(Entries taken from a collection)
=-=-=

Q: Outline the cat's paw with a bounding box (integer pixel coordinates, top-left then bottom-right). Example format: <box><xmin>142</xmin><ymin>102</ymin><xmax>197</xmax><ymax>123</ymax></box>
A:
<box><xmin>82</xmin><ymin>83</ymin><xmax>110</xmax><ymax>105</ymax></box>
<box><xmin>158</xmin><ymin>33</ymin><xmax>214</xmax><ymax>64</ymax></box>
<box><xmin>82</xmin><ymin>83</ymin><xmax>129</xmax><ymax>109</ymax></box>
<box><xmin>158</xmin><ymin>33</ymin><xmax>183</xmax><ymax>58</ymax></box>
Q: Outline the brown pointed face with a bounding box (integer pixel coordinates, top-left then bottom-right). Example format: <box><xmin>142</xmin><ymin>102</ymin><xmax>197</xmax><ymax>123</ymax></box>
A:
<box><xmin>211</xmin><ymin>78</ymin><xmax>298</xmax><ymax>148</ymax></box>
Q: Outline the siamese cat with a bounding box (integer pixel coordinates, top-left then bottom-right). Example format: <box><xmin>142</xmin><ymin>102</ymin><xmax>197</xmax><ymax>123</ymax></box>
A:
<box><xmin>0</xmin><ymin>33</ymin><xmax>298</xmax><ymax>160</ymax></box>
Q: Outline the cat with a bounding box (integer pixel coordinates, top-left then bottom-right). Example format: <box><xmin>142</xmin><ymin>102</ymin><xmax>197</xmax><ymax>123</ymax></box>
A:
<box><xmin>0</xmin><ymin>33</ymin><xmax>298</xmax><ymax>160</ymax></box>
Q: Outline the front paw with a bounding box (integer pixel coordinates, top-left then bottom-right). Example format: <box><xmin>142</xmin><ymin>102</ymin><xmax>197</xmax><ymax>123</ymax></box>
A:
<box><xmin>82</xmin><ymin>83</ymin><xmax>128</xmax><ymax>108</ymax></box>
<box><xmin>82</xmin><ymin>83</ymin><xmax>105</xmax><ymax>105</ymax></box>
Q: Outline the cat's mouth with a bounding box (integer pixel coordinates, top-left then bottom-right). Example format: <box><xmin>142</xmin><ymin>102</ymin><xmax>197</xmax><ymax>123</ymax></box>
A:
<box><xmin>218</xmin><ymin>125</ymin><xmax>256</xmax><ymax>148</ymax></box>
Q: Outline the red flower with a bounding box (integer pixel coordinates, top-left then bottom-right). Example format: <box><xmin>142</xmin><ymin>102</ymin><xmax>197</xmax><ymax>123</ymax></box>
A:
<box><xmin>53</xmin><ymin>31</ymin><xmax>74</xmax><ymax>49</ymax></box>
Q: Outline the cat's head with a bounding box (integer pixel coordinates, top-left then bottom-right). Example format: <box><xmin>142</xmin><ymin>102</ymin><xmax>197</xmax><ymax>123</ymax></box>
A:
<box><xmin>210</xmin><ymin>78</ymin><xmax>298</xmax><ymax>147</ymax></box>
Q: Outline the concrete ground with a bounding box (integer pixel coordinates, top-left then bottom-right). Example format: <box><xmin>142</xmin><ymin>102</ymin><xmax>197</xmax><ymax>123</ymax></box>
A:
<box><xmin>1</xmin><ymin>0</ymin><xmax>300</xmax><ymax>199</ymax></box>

=-=-=

Description of the task: From the first line to the last, return the data exactly as written.

Your response:
Q: Outline the cat's paw with a bounding box (integer pixel coordinates, top-left then bottom-right). Example format: <box><xmin>142</xmin><ymin>102</ymin><xmax>197</xmax><ymax>123</ymax></box>
A:
<box><xmin>82</xmin><ymin>83</ymin><xmax>110</xmax><ymax>105</ymax></box>
<box><xmin>158</xmin><ymin>33</ymin><xmax>214</xmax><ymax>64</ymax></box>
<box><xmin>82</xmin><ymin>83</ymin><xmax>129</xmax><ymax>109</ymax></box>
<box><xmin>158</xmin><ymin>33</ymin><xmax>183</xmax><ymax>58</ymax></box>
Q: Outline the brown pointed face with a bounding box (integer pixel coordinates, top-left then bottom-right). Example format: <box><xmin>142</xmin><ymin>102</ymin><xmax>197</xmax><ymax>123</ymax></box>
A:
<box><xmin>211</xmin><ymin>78</ymin><xmax>298</xmax><ymax>148</ymax></box>
Q: Outline the siamese cat with a bounding box (integer pixel coordinates, top-left then bottom-right). Example format: <box><xmin>142</xmin><ymin>102</ymin><xmax>197</xmax><ymax>123</ymax></box>
A:
<box><xmin>0</xmin><ymin>33</ymin><xmax>298</xmax><ymax>160</ymax></box>
Q: Outline the cat with a bounding box (integer pixel coordinates, top-left then bottom-right). Example format: <box><xmin>142</xmin><ymin>102</ymin><xmax>197</xmax><ymax>123</ymax></box>
A:
<box><xmin>0</xmin><ymin>33</ymin><xmax>298</xmax><ymax>160</ymax></box>
Q: Outline the front paw with a bounding box (integer pixel coordinates, top-left then bottom-right). Example format: <box><xmin>142</xmin><ymin>102</ymin><xmax>197</xmax><ymax>123</ymax></box>
A:
<box><xmin>82</xmin><ymin>83</ymin><xmax>128</xmax><ymax>108</ymax></box>
<box><xmin>82</xmin><ymin>83</ymin><xmax>105</xmax><ymax>105</ymax></box>
Q: Outline the cat's mouth with a bounding box (integer pixel coordinates, top-left then bottom-right). Example format: <box><xmin>142</xmin><ymin>102</ymin><xmax>197</xmax><ymax>123</ymax></box>
A:
<box><xmin>218</xmin><ymin>125</ymin><xmax>256</xmax><ymax>148</ymax></box>
Q: Outline the red flower with a bounding box (integer pixel coordinates, top-left then bottom-right). Example format: <box><xmin>142</xmin><ymin>102</ymin><xmax>197</xmax><ymax>123</ymax></box>
A:
<box><xmin>53</xmin><ymin>31</ymin><xmax>74</xmax><ymax>49</ymax></box>
Q: Outline the cat's head with a bounding box (integer pixel coordinates, top-left then bottom-right). Example format: <box><xmin>142</xmin><ymin>102</ymin><xmax>197</xmax><ymax>123</ymax></box>
A:
<box><xmin>210</xmin><ymin>78</ymin><xmax>298</xmax><ymax>147</ymax></box>
Q: Outline the concrete ground with a bounding box (integer pixel coordinates, top-left then bottom-right). Example format: <box><xmin>142</xmin><ymin>102</ymin><xmax>197</xmax><ymax>123</ymax></box>
A:
<box><xmin>1</xmin><ymin>0</ymin><xmax>300</xmax><ymax>199</ymax></box>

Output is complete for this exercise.